**Supplied passage**

□ □ □ □ □

And I say to you, Senator Obama, that just as you say you will not stand by while others question your patriotism, I am damn sure I will not stand by while you question mine.

Some Footnotes:

One: There are some fundamental misstatements in the passage from Obama's speech which I quoted. Two stand out. The first is that it shows a profound ignorance of the '60s to dump all oppositional politics into a single box labeled "counterculture." While there was a fair amount of overlap with more traditionally political movements, the counterculture was more about, as should be known from the name, the culture. That is, it was more about day-to-day social and economic relations than elections, demonstrations, and the like. In fact, more politically-oriented activists often accused counterculture folk of just wanting to opt out of "the struggle."

That's not overly important, it's just the infuriatingly routine ignorance found among those who rely on media images and David Broder types to define the period for them. The other is more serious; it's the claim that antiwar activists "failed to honor the veterans" of Vietnam. That is bullshit. It was the antiwar movement (usually in cooperation with Vietnam vets), not the American Legion, not the VFW, not the bloodlust war hawks, who established the coffeehouses, the counseling centers, the job centers. It was the antiwar movement, not the American Legion, not the VFW, who condemned the VA for refusing to consider PTSD a real condition. Indeed, for several years the Legion and the VFW weren't interested in reaching out to or even dealing with the "pot-smoking" Vietnam vets "who lost a war for the first time in US history." Buying into the concocted rightwing meme that "the antiwar movement hated the troops" has had a real political cost over the years and it is a disgrace to see Obama embracing it.

Well, actually there's a third, the idea that Gen. David Petraeus was merely "providing his best counsel on how to move forward in Iraq." But that's just too easy a target.

Two: I was amused reading that Obama said
I remember, when living for four years in Indonesia as a child, listening to my mother reading me the first lines of the Declaration of Independence - "We hold these truths to be self-evident, that all men are created equal"

□ □ □ □ □

**Record set**
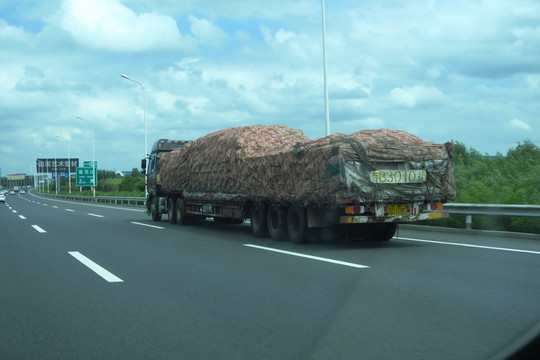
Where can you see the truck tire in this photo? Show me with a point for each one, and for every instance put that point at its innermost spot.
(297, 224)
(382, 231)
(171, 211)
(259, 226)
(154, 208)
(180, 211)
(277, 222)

□ □ □ □ □

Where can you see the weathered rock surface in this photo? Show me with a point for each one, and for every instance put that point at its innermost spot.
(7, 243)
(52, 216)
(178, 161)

□ □ □ □ □

**Exercises**
[a] In the passage on Obama's speech, who does the author say condemned the VA for refusing to consider PTSD a real condition?
[b] Show every line of the entries that contains the string "spot". Case counts.

**Outputs**
[a] The antiwar movement condemned the VA for that.

[b]
Where can you see the truck tire in this photo? Show me with a point for each one, and for every instance put that point at its innermost spot.
Where can you see the weathered rock surface in this photo? Show me with a point for each one, and for every instance put that point at its innermost spot.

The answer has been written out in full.